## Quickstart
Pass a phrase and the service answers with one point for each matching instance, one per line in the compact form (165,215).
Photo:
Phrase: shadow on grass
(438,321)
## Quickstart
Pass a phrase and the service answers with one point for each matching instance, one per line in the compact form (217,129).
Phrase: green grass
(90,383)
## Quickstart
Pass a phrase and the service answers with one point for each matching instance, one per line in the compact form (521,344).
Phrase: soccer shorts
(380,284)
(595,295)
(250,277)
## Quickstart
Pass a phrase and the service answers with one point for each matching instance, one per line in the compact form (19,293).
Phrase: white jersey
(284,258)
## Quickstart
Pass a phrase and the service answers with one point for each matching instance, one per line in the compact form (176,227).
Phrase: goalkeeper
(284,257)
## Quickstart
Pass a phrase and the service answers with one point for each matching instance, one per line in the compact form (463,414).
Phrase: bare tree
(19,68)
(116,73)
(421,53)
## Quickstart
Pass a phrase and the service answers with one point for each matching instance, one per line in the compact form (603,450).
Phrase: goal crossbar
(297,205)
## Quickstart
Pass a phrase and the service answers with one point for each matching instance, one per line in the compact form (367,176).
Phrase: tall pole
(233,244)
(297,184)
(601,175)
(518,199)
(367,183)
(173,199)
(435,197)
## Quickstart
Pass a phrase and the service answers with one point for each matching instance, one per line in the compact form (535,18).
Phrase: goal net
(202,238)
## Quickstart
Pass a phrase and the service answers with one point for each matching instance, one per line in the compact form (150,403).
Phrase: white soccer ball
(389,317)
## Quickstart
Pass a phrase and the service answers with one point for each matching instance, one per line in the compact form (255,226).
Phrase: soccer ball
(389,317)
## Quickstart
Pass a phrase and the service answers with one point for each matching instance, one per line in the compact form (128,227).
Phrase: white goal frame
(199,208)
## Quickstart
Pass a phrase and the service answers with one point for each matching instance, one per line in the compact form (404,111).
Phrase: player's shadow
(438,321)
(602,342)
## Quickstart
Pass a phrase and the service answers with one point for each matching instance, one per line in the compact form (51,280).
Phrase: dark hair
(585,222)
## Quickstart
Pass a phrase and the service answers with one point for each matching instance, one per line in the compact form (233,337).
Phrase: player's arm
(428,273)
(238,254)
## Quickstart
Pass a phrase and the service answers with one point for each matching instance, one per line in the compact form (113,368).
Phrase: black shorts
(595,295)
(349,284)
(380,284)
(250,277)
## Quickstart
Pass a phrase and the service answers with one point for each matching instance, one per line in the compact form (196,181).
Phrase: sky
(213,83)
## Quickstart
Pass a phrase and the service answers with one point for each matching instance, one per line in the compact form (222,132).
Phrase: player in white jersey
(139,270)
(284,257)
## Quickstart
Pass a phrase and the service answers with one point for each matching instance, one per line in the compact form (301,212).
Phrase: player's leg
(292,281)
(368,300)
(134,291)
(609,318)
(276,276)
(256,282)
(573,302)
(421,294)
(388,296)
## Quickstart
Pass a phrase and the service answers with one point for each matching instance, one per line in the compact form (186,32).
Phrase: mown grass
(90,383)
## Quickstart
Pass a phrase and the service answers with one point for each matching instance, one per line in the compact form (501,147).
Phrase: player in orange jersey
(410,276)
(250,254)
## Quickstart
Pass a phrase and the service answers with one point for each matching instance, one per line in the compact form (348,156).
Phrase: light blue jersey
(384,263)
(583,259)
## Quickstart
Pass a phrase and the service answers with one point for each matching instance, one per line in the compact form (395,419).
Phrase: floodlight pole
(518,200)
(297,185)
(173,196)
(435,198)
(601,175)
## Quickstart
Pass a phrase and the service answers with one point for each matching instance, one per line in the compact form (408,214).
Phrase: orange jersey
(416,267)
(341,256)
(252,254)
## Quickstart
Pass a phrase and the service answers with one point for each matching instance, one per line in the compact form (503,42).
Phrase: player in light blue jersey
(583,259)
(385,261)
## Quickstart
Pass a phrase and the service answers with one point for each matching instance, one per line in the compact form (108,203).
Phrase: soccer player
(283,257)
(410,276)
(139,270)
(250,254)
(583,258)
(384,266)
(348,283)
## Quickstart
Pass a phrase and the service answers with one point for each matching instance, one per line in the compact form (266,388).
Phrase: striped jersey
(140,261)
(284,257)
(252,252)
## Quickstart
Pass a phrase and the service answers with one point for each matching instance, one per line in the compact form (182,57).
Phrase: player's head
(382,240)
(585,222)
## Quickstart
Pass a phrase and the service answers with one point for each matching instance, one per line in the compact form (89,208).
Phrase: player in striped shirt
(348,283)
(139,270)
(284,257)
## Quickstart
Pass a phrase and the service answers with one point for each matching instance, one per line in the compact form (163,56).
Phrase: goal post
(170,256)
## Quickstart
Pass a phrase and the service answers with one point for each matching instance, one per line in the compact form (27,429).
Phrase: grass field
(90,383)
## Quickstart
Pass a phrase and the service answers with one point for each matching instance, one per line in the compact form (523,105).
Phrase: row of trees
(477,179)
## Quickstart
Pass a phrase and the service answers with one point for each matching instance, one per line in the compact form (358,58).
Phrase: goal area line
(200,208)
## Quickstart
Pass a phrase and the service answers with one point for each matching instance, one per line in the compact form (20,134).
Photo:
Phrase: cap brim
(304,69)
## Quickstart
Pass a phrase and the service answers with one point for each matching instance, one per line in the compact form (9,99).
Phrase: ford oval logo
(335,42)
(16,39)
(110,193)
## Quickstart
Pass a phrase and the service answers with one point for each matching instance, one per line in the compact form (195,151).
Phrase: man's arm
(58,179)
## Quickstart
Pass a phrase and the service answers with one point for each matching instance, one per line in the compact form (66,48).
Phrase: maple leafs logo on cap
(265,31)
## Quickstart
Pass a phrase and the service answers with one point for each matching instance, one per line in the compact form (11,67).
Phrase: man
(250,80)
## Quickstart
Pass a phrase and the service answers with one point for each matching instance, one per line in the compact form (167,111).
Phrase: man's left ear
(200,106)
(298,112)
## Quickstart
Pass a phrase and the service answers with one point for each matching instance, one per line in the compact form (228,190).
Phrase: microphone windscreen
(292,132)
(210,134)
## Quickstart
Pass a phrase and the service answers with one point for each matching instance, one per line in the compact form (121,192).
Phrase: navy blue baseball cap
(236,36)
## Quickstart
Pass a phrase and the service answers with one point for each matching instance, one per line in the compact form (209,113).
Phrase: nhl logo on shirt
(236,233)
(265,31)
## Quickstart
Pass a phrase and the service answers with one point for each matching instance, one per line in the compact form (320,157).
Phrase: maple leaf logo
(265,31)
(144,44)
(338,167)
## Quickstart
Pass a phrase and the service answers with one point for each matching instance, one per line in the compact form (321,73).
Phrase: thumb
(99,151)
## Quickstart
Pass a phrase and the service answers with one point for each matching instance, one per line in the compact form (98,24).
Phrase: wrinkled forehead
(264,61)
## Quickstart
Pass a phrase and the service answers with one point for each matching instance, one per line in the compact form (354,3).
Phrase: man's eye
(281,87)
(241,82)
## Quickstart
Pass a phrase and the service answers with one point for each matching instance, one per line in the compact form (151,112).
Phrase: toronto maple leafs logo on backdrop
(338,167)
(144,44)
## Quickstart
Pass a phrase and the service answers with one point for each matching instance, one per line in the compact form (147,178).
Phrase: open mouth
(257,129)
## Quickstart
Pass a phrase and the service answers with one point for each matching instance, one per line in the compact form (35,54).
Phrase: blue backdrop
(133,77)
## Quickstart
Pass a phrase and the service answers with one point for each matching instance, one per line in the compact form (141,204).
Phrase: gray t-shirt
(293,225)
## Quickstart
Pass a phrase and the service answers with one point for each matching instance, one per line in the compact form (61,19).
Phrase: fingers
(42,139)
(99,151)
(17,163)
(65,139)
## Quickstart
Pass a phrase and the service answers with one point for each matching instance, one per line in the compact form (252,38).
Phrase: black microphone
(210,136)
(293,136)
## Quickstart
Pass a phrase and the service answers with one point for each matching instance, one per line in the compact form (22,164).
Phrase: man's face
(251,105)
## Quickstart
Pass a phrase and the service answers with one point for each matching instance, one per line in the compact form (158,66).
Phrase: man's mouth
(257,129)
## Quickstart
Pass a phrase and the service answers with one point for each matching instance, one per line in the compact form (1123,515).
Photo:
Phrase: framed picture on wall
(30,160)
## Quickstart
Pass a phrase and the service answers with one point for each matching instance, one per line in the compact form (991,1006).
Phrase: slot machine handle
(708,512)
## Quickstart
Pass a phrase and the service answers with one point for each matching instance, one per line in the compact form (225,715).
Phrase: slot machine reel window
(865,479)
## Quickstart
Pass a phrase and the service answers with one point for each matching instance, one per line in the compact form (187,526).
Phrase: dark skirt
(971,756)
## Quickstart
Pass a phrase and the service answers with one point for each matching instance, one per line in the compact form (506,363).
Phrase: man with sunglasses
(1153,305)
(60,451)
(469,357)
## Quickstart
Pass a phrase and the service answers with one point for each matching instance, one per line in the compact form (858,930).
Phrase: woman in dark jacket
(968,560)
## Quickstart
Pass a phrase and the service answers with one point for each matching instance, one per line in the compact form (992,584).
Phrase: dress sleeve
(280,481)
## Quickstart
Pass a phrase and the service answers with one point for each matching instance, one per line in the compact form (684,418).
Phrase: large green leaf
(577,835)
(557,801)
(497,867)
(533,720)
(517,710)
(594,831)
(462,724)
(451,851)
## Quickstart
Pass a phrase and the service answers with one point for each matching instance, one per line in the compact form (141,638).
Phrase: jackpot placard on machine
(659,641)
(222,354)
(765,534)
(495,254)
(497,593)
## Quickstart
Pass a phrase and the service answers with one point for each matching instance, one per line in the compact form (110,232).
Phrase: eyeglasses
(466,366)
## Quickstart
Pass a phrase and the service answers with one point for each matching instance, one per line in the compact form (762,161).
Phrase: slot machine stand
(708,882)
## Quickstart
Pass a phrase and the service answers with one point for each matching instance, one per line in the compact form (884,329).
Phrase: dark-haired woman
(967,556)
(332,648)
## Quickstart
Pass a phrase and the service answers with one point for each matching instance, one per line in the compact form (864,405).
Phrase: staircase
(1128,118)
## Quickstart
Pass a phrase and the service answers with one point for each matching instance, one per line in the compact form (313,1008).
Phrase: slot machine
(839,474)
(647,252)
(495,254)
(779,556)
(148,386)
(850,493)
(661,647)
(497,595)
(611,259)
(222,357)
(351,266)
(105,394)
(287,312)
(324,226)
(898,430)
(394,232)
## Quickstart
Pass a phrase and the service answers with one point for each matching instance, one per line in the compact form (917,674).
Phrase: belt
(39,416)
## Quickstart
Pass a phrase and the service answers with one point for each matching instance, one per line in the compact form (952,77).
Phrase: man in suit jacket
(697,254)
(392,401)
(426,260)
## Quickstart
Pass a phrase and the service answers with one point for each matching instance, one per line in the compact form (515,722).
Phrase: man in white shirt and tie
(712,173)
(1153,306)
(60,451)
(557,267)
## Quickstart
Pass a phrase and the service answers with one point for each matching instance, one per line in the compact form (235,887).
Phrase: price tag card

* * * * * * *

> [To do] From the entries above, return exactly the line containing "Phrase: player's shadow", the line containing "compact form (233,337).", and all lines between, and nothing else.

> [Reply to the task]
Phrase: player's shadow
(438,321)
(602,342)
## Quickstart
Pass a phrase and the service answers with one point for each matching instance, one per line in the compact form (51,280).
Phrase: dark hair
(585,222)
## Quickstart
Pass a phrase and the service answers with one point for each matching instance, one per line in the compact form (233,337).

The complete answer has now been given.